# STUDY MATERIAL
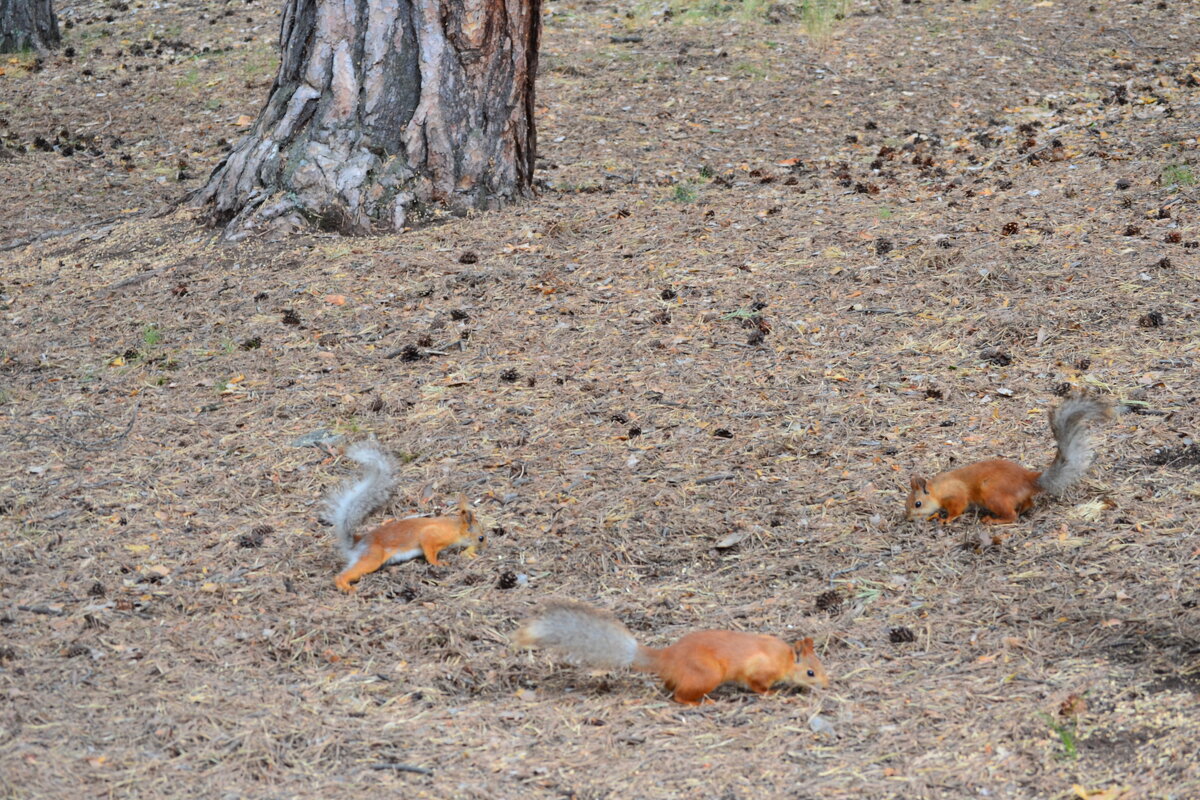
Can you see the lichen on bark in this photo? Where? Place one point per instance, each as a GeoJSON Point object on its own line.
{"type": "Point", "coordinates": [384, 113]}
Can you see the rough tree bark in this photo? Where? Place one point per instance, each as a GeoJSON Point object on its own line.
{"type": "Point", "coordinates": [28, 24]}
{"type": "Point", "coordinates": [385, 113]}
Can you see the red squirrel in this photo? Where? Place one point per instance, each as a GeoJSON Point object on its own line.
{"type": "Point", "coordinates": [1003, 488]}
{"type": "Point", "coordinates": [395, 540]}
{"type": "Point", "coordinates": [690, 668]}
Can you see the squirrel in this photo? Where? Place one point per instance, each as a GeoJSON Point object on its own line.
{"type": "Point", "coordinates": [395, 540]}
{"type": "Point", "coordinates": [690, 668]}
{"type": "Point", "coordinates": [1005, 488]}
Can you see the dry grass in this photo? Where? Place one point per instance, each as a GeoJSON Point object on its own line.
{"type": "Point", "coordinates": [155, 645]}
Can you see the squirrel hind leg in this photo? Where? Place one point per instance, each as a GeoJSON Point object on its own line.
{"type": "Point", "coordinates": [693, 693]}
{"type": "Point", "coordinates": [371, 560]}
{"type": "Point", "coordinates": [1001, 513]}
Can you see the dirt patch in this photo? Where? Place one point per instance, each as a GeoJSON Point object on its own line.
{"type": "Point", "coordinates": [763, 282]}
{"type": "Point", "coordinates": [1181, 456]}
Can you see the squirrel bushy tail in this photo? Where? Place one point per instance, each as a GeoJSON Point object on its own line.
{"type": "Point", "coordinates": [355, 499]}
{"type": "Point", "coordinates": [586, 636]}
{"type": "Point", "coordinates": [1069, 426]}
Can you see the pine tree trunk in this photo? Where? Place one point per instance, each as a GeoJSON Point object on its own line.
{"type": "Point", "coordinates": [28, 25]}
{"type": "Point", "coordinates": [385, 113]}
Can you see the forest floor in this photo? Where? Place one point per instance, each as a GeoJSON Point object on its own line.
{"type": "Point", "coordinates": [769, 274]}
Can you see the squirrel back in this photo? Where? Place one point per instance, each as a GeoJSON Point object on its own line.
{"type": "Point", "coordinates": [690, 668]}
{"type": "Point", "coordinates": [351, 504]}
{"type": "Point", "coordinates": [1005, 488]}
{"type": "Point", "coordinates": [1068, 422]}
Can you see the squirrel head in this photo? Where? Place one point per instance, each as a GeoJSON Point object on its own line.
{"type": "Point", "coordinates": [473, 530]}
{"type": "Point", "coordinates": [808, 671]}
{"type": "Point", "coordinates": [921, 504]}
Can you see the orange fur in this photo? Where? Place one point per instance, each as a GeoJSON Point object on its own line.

# WHAT YOU HAVE TO DO
Only the pictures stay out; everything else in the listing above must be repeated exactly.

# EXPECTED ANSWER
Can you see the lichen on bark in this photo? Where? Place one point per instance, each as a GeoJSON Point object on its own line.
{"type": "Point", "coordinates": [384, 113]}
Can you see the rough tree bark in this photo? Where? Place one point per instance, each as a GeoJSON Point object on its own line.
{"type": "Point", "coordinates": [28, 24]}
{"type": "Point", "coordinates": [385, 113]}
Can you see the red squirrel in this photo? Where? Place one point per instance, each as a GeoJSON Point object on its own line.
{"type": "Point", "coordinates": [1003, 488]}
{"type": "Point", "coordinates": [395, 540]}
{"type": "Point", "coordinates": [690, 668]}
Can you see the squirrel in this photo? Where? Place one point per instance, each as a GeoJSON Point object on its own line.
{"type": "Point", "coordinates": [395, 540]}
{"type": "Point", "coordinates": [690, 668]}
{"type": "Point", "coordinates": [1005, 488]}
Can you see the dry grass in this photo? Where? Place one point per instance, each as a GeoJSON Point object on its own line.
{"type": "Point", "coordinates": [155, 645]}
Can you see the squirrel hind leg in this photo? Where? Place one point per instance, each as a GeoJSON Point object on its own line.
{"type": "Point", "coordinates": [693, 693]}
{"type": "Point", "coordinates": [371, 560]}
{"type": "Point", "coordinates": [1001, 513]}
Can you see the dirt patch in this photo? Where? Place one point per instance, each as a GeoJSON Point object on its own line.
{"type": "Point", "coordinates": [763, 282]}
{"type": "Point", "coordinates": [1181, 456]}
Can you see the squirrel bushy tail in this photo? Where? Place one point per instance, each as a GeoJSON Point object on its own line.
{"type": "Point", "coordinates": [355, 499]}
{"type": "Point", "coordinates": [586, 636]}
{"type": "Point", "coordinates": [1069, 426]}
Can you see the pine tree trunk in this photo? Where? Place one point per instance, each as a GeoJSON Point object on its own line.
{"type": "Point", "coordinates": [28, 25]}
{"type": "Point", "coordinates": [385, 113]}
Can you see the forest floor in this photo? Where? Place one point per instance, each as a GeoJSON Point object on its own line.
{"type": "Point", "coordinates": [769, 274]}
Can you see the squirrel back in this photo? Where? Place one point per instance, each as a GeoJSON Point object on its own line.
{"type": "Point", "coordinates": [690, 668]}
{"type": "Point", "coordinates": [351, 504]}
{"type": "Point", "coordinates": [1005, 488]}
{"type": "Point", "coordinates": [1068, 422]}
Can you see the squirrel head in this photo? Where? Place one point per instance, each as a GeoJSON Point object on its own line.
{"type": "Point", "coordinates": [473, 530]}
{"type": "Point", "coordinates": [808, 671]}
{"type": "Point", "coordinates": [921, 504]}
Can you see the orange fur in this photo? Where? Place one point per instance, each as a GeoJSON Point object on its own line.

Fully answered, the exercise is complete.